Your goal
Convert every line of the records below into a single numbered list, skipping any blank lines. Leave the pictures out of your answer.

Dataset records

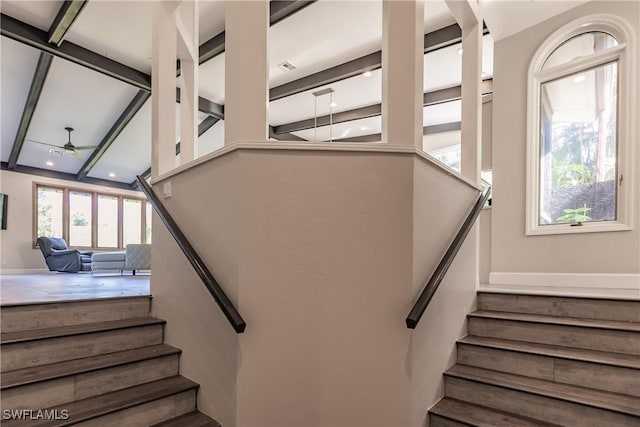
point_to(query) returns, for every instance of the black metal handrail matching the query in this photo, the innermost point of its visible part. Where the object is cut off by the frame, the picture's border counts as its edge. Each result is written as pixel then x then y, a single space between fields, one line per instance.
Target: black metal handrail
pixel 447 259
pixel 212 285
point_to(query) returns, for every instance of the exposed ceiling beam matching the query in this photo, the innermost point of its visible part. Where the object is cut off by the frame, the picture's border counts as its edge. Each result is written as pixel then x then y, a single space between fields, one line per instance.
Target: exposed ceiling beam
pixel 65 176
pixel 64 19
pixel 132 109
pixel 204 126
pixel 284 136
pixel 37 38
pixel 426 130
pixel 441 128
pixel 343 71
pixel 433 41
pixel 34 37
pixel 37 83
pixel 278 10
pixel 146 175
pixel 211 48
pixel 430 98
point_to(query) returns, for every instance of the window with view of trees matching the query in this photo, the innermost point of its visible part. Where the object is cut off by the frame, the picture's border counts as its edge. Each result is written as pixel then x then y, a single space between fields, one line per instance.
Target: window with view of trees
pixel 576 135
pixel 88 219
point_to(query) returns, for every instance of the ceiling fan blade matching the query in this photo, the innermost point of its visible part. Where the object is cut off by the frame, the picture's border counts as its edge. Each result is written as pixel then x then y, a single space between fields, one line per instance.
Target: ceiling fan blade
pixel 44 143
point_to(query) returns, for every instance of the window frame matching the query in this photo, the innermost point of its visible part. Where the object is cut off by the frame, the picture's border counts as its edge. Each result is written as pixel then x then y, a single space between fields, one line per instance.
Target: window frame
pixel 625 57
pixel 94 215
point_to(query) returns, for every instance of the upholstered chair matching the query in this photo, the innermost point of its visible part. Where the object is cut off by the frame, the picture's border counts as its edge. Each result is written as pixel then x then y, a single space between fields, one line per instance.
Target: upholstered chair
pixel 60 258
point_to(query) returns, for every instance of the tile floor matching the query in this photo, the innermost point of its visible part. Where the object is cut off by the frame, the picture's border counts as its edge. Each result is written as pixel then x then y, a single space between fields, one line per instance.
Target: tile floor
pixel 28 288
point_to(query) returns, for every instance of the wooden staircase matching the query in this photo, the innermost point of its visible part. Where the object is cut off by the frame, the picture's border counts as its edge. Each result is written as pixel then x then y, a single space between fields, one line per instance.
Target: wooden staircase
pixel 99 362
pixel 533 360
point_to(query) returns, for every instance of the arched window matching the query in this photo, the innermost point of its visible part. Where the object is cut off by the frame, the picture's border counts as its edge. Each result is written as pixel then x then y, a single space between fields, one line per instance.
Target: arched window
pixel 580 112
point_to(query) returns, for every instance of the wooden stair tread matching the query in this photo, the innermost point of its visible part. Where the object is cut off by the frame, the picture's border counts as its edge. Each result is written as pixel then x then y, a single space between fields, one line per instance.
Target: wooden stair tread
pixel 92 407
pixel 600 399
pixel 592 356
pixel 35 374
pixel 551 294
pixel 62 331
pixel 556 320
pixel 192 419
pixel 480 416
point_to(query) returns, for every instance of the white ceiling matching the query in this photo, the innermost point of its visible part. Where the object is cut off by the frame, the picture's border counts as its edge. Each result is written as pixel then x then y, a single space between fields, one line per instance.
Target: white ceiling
pixel 73 96
pixel 508 17
pixel 15 81
pixel 324 34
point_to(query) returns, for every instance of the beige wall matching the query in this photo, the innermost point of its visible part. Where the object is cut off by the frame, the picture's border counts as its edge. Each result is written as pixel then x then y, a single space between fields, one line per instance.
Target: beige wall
pixel 317 250
pixel 205 204
pixel 440 207
pixel 512 251
pixel 18 254
pixel 485 244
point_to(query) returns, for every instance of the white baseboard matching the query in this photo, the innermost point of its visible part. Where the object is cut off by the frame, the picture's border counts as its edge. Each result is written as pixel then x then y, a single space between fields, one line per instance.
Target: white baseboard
pixel 25 271
pixel 570 284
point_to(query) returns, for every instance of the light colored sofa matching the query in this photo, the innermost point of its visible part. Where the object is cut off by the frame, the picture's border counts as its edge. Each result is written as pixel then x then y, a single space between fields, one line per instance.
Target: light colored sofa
pixel 134 257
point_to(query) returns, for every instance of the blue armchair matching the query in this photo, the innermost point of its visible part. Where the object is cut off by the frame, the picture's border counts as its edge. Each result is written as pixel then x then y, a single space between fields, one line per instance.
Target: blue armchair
pixel 60 258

Final result
1. point_to(query) returns, for every instance of the black metal handrail matching the query in this photo, the innermost point of its visible part. Where the object is cut off by the frame, the picture's border counts as its edge. Each result is written as pixel then x then y, a single space between fields, one line per instance.
2. Target: black metal handrail
3. pixel 447 259
4. pixel 212 285
5. point_to(query) returns, for every instance of the exposed ceiling beam matching the query in this photo, the innermost point of its visible part. Where the object is cut off by the frame, the picture's border counts as its edge. Each result is written as pixel then x then y, a single space between fields, one line per instance.
6. Target: exposed ceiling beam
7. pixel 65 176
8. pixel 64 19
9. pixel 132 109
10. pixel 204 126
11. pixel 284 136
12. pixel 37 38
13. pixel 426 130
14. pixel 441 128
15. pixel 343 71
16. pixel 433 41
17. pixel 34 37
18. pixel 37 83
19. pixel 278 10
20. pixel 146 175
21. pixel 211 48
22. pixel 430 98
23. point_to(query) returns, for every instance of the window with view of trees matching the query in this photo, the innermost point of its visible part. Where the object is cut off by the frame, the picture's border counts as its edge. Each result is written as pixel then x then y, a single space between fields, one line per instance.
24. Target: window with view of trees
25. pixel 576 135
26. pixel 88 219
27. point_to(query) returns, for every instance of the ceiling fan blade matching the query in this photo, the innermost point of its visible part. Where the object is cut off by the frame, the picture's border counts as its edge. Each result is written as pixel then x then y, a single space between fields, one line per instance.
28. Target: ceiling fan blade
29. pixel 44 143
30. point_to(query) returns, for every instance of the window frame matching the query in this photo, the innermost point of its visible part. Where the object is cut off by the frame, the picture's border counts as its edge. Each result is written as pixel then x then y, a single space between fields, one line per instance.
31. Target: window frame
32. pixel 625 57
33. pixel 94 215
34. point_to(query) returns, for every instance of the upholstered chair matching the query in this photo, the innermost point of its visible part. Where the object is cut off by the frame, the picture's border counts as its edge. Each result is written as pixel then x then y, a single space between fields, one line per instance.
35. Target: upholstered chair
36. pixel 60 258
37. point_to(query) returns, for every instance of the tile floor matching the query in this photo, the innermost point of its visible part. Where the object is cut off by the frame, the picture's border counts as its edge. Each result is written as pixel then x then y, a single space between fields, one line per instance.
38. Target: tile floor
39. pixel 28 288
40. point_to(query) returns, for every instance of the wooden staircase matching the query in this photo, the innermost point of its visible part. Where the object is cut off by the frame, the picture's border counts as its edge. Each result is written as pixel then x then y, a single space between fields, one line per instance.
41. Target: wooden staircase
42. pixel 99 362
43. pixel 533 360
44. point_to(query) returns, for every instance of the arched window matching the query in this photo, the innermost point of its visible part. Where the object is cut off by the frame, the picture's border counts as its edge. Each result is written as pixel then x then y, a single space between fields, one line per instance.
45. Target: arched window
46. pixel 580 112
47. point_to(query) returns, for every instance of the wooden stair tread matching the query in this photo, the innermost point of its visible part. Where the object is cut off by the frame, the picture's border counts as its edge. Each result is written as pixel then x then y, a single space between fields, one line per instance.
48. Target: wooden stair tread
49. pixel 92 407
50. pixel 600 399
51. pixel 592 356
52. pixel 35 374
53. pixel 551 294
54. pixel 62 331
55. pixel 556 320
56. pixel 192 419
57. pixel 480 416
58. point_to(query) returns, for every instance of the white ceiling matching the query in this photo, the innermost point of its visible part. Where the object is cut off by the frame, the picture's border counts as its edge. Each result is written as pixel then x then y, a single space between fields, one line per instance.
59. Target: white ceiling
60. pixel 73 96
61. pixel 508 17
62. pixel 15 81
63. pixel 324 34
64. point_to(query) returns, for every instance of the beige wall matching the query in this photo, the innermost point of its visible part. Where the object is cut off by the frame, the picture's border counts as its edge. Each result is written as pixel then x then y, a single space between fields, one line per instance.
65. Target: beige wall
66. pixel 317 250
67. pixel 205 204
68. pixel 440 207
69. pixel 512 251
70. pixel 18 254
71. pixel 485 244
72. point_to(query) returns, for every instance of the white baseboard matching the query in this photo, the innermost point of its visible part. Where the object is cut off by the frame, the picture's border counts as its edge. Each result is written as pixel then x then y, a single space between fields, one line per instance.
73. Target: white baseboard
74. pixel 25 271
75. pixel 570 284
76. point_to(query) returns, for every instance of the light colored sofa matching the query in this photo, the innermost point of its visible part. Where the object is cut off by the frame, the picture's border counts as its edge. Each result is written as pixel then x then y, a single space between fields, one line per instance.
77. Target: light colored sofa
78. pixel 134 257
79. point_to(query) returns, for every instance of the blue armchair matching the query in this photo, the innermost point of its visible part. Where the object is cut off by the frame, the picture's border counts as its edge. Each result is written as pixel then x then y, a single space between fields, one line per instance.
80. Target: blue armchair
81. pixel 60 258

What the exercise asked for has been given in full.